## WORK TO DO
Copy the data from its first line through the line containing "column 302, row 90", swapping "stucco" for "plaster" and leaving everything else unchanged.

[Named object pointing entries]
────────
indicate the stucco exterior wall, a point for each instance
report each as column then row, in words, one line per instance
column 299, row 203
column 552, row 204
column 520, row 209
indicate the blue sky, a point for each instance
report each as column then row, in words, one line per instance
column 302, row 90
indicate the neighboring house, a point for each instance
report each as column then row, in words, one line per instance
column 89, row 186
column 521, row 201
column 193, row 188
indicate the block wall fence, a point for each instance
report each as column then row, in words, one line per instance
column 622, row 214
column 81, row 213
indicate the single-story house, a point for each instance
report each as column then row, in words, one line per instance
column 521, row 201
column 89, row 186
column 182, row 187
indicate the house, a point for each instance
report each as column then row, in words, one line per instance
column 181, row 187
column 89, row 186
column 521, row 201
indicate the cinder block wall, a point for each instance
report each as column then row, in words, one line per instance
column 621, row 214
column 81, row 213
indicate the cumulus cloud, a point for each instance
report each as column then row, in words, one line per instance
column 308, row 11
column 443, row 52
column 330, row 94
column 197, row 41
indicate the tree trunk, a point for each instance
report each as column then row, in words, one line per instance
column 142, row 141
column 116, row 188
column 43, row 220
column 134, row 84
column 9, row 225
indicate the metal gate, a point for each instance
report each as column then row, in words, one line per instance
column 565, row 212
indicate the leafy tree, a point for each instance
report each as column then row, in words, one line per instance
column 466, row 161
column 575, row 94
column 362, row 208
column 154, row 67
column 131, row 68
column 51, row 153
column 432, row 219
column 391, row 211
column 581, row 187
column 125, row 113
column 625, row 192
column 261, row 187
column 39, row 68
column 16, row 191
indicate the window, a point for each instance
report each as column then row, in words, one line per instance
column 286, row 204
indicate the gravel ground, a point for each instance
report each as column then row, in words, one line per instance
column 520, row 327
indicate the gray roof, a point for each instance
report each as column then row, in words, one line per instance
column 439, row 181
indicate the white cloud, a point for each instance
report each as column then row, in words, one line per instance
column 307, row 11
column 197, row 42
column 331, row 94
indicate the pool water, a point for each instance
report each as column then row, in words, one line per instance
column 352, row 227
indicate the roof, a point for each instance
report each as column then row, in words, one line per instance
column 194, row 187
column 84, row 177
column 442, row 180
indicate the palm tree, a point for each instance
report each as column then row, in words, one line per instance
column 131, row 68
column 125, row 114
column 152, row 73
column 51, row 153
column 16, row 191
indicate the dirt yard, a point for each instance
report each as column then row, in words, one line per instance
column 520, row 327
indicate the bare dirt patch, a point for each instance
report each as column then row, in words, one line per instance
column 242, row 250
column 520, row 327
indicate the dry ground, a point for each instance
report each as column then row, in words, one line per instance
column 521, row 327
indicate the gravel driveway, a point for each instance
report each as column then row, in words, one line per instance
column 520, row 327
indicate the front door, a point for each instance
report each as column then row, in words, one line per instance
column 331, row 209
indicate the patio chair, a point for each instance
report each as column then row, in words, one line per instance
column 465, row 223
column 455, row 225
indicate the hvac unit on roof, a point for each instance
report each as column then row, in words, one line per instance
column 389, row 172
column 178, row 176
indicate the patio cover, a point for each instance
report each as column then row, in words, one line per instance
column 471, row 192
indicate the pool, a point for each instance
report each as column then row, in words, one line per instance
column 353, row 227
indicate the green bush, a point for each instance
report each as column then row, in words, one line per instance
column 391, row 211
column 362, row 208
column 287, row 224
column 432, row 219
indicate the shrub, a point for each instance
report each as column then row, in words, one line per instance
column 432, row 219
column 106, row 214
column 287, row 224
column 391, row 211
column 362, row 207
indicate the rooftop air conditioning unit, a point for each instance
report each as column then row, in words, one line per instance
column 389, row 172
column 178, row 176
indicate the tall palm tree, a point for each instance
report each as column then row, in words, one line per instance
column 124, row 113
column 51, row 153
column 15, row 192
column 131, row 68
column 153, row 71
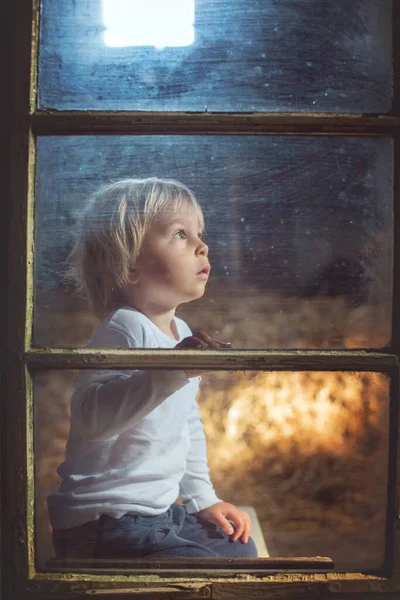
────────
## SOLUTION TO THE PROBLEM
indicate the plaster exterior wall, a point for each instance
report each as column then row, in words, one line per instance
column 299, row 203
column 552, row 204
column 520, row 209
indicate the blue sky, a point for each instance
report each as column then row, in words, one line per instance
column 302, row 90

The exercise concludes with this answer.